EXERCISE DESCRIPTION: Count the lines in the listing below that contain the word "soccer". Reply with the number alone.

EXTRACTED INFORMATION:
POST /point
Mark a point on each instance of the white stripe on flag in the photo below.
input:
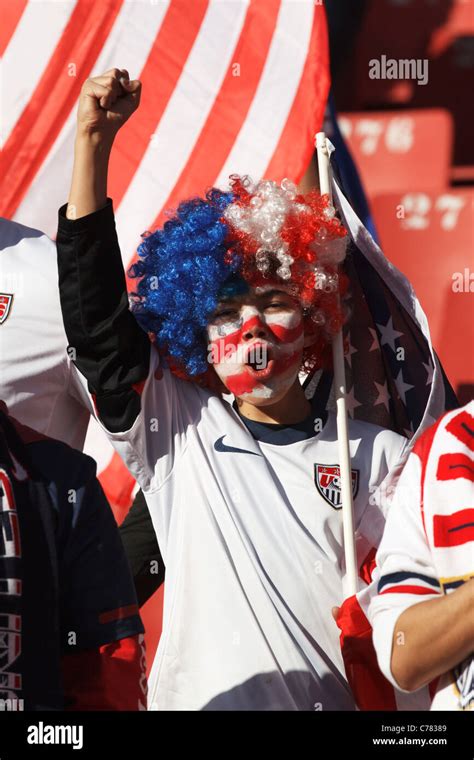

* * *

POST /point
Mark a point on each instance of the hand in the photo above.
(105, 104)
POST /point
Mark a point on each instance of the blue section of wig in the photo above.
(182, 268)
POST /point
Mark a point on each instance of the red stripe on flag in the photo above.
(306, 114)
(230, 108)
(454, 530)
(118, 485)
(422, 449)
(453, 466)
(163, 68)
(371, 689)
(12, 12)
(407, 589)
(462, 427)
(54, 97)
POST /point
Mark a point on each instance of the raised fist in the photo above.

--

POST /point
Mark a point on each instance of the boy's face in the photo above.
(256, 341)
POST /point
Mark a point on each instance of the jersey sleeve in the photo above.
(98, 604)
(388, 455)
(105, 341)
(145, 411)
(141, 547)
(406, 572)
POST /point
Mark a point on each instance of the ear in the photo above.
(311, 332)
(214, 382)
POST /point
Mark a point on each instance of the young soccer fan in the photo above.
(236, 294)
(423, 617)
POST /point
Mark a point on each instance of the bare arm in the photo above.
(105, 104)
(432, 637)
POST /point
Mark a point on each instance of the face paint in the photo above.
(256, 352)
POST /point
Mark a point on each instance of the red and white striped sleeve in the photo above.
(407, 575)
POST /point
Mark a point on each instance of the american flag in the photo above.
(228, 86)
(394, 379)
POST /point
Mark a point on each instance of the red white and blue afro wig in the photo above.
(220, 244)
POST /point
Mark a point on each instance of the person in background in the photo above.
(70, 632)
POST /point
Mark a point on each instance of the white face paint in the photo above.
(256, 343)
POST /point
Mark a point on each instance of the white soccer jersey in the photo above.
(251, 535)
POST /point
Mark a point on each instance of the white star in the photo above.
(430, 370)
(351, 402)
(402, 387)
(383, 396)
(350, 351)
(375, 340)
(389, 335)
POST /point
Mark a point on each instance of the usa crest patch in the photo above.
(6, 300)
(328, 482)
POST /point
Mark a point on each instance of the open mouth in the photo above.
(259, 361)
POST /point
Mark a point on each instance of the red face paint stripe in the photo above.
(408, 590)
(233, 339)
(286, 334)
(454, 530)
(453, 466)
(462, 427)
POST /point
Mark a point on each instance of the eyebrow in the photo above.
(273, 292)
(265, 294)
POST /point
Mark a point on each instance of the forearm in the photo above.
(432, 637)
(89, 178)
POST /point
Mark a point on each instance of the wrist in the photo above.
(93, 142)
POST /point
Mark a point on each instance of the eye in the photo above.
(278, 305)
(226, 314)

EXPECTED ANSWER: 2